:: The problem ::
Search the entries for the word "written" and return every line where it is found.
___ Study material ___
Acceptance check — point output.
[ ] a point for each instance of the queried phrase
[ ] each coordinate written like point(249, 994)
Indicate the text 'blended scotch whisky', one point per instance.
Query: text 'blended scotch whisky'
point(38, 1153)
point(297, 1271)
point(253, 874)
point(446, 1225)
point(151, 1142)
___
___ Study material ___
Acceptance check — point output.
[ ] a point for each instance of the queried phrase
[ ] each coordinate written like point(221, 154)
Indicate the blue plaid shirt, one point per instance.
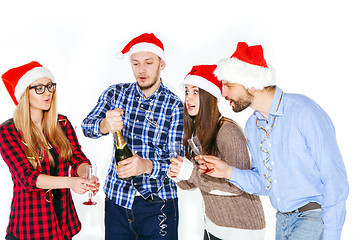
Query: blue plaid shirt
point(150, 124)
___
:: Output below ::
[ ] each coordinate written like point(249, 994)
[ ] each coordinate written like point(221, 154)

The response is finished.